Records from a dataset:
---

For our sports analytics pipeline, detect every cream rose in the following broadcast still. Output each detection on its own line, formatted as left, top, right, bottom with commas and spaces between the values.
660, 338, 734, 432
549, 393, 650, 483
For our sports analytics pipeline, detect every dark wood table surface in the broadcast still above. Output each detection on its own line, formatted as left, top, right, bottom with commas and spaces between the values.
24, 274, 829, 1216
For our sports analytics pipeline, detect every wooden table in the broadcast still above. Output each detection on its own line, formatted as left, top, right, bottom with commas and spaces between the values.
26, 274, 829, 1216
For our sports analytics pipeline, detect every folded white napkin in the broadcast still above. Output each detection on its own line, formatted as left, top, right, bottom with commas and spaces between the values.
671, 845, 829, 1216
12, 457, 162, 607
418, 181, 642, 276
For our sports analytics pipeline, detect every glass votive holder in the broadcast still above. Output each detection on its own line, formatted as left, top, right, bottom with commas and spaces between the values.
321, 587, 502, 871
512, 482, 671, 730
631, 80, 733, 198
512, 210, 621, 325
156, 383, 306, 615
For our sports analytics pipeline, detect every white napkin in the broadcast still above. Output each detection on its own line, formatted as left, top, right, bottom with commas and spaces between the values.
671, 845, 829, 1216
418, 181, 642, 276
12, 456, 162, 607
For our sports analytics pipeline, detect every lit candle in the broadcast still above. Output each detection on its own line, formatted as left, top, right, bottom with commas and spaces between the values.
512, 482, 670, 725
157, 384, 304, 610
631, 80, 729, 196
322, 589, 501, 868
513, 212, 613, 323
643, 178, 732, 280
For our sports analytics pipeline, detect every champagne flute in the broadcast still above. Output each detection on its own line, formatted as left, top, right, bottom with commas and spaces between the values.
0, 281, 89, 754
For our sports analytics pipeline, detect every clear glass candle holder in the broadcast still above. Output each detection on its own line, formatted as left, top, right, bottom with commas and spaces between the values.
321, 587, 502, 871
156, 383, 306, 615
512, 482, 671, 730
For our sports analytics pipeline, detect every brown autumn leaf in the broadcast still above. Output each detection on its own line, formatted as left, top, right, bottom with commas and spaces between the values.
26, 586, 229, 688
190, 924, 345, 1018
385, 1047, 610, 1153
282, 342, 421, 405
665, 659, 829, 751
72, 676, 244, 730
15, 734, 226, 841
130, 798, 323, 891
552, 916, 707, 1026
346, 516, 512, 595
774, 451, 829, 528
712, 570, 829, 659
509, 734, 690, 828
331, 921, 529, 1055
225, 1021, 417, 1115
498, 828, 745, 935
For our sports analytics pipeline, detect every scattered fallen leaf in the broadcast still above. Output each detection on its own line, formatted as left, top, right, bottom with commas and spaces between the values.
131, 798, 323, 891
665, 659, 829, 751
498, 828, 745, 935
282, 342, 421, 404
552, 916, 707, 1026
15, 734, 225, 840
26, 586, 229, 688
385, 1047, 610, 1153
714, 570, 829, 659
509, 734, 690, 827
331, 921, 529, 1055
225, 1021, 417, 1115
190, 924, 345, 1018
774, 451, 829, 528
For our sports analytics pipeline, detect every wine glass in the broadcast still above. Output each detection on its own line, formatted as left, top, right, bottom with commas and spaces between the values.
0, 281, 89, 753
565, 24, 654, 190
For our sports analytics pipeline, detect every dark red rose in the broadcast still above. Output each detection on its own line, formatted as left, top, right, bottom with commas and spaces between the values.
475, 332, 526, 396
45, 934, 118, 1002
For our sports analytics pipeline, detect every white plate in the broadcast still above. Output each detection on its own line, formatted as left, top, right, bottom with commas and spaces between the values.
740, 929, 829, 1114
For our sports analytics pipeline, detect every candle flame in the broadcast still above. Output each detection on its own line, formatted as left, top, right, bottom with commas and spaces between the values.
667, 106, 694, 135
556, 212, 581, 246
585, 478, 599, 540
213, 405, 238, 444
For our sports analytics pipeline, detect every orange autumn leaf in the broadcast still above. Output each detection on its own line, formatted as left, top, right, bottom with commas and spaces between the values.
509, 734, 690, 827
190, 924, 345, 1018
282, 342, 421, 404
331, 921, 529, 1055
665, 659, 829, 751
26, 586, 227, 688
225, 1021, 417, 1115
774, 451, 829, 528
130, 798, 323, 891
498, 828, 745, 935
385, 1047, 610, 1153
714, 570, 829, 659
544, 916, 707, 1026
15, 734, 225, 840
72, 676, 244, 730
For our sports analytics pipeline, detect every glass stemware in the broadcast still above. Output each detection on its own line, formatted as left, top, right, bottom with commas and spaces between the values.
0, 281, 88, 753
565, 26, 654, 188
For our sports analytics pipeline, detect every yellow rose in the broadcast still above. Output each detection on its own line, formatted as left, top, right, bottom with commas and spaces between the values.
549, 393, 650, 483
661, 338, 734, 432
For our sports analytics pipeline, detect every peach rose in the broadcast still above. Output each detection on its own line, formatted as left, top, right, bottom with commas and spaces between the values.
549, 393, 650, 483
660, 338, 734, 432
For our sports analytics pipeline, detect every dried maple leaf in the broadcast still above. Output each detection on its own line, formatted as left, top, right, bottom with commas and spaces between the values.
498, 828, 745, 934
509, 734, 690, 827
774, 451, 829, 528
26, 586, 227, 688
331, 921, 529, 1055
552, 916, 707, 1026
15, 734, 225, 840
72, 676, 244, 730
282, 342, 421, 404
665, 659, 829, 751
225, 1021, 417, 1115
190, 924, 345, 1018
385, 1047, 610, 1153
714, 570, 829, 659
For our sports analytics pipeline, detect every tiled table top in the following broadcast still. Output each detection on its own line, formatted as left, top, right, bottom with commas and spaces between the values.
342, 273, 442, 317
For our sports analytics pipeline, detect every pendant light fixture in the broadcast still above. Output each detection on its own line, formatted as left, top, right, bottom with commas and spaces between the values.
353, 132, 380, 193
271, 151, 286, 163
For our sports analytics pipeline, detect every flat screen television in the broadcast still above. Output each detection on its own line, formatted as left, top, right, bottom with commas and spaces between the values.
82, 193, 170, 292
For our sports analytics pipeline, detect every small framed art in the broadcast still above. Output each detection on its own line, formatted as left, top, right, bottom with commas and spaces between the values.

---

Written problem
Please find each line in the data above that contains the word "table" and copy those lines out in full.

Task output
For our sports analytics pipeline, detect every dark wood table surface in the broadcast still above. Output each detection on its own line, formatted as left, top, right, bottom with commas and spaces between the values.
For our sports analytics pipeline, detect every wooden table in the broadcast still above. Output each detection on its own line, formatted as left, top, right, bottom with commas and spaces between the values.
For our sports analytics pipeline, detect every tiled table top in the following broadcast still. Output each detection on its own line, formatted as left, top, right, bottom with commas and spaces between the values.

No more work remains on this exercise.